Architecture

This page describes the technical architecture of Chrome ACP in detail.

Overview

Chrome ACP consists of four main components:

graph LR
    A[Chrome Extension<br/>or Web Client] <-->|WebSocket| B[Proxy Server]
    B <-->|stdin/stdout| C[ACP Agent]

Why a Proxy Server?

Chrome extensions run in a browser sandbox and cannot spawn subprocesses. The proxy server acts as a local bridge that:

Spawns the ACP agent subprocess
Communicates with the agent via stdin/stdout (NDJSON)
Relays messages to/from browser clients via WebSocket
Exposes browser tools to agents via MCP

Components

Chrome Extension

Location: packages/chrome-extension

A Chrome Manifest V3 extension with:

Sidepanel UI - Chat interface in Chrome's side panel
Background service worker - Maintains WebSocket connection to proxy
Browser tools - browser_tabs, browser_read, browser_execute

Uses chrome.scripting.executeScript() with world: "MAIN" to run scripts in the page's JavaScript context.

[DATASET CONTENT]:
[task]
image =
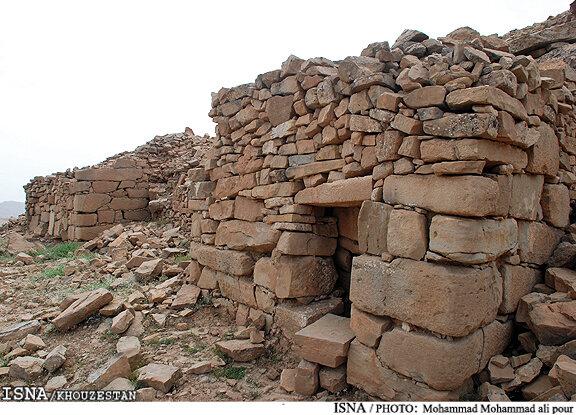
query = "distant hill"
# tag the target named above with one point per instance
(11, 209)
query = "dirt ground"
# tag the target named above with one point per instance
(35, 292)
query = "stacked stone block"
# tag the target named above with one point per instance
(80, 204)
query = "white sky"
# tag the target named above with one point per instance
(80, 80)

[DIRECTIONS FOR THIS TASK]: In the Chrome ACP architecture page, how does the proxy server communicate with the ACP agent?

[FULL OUTPUT]: Through stdin/stdout, using NDJSON.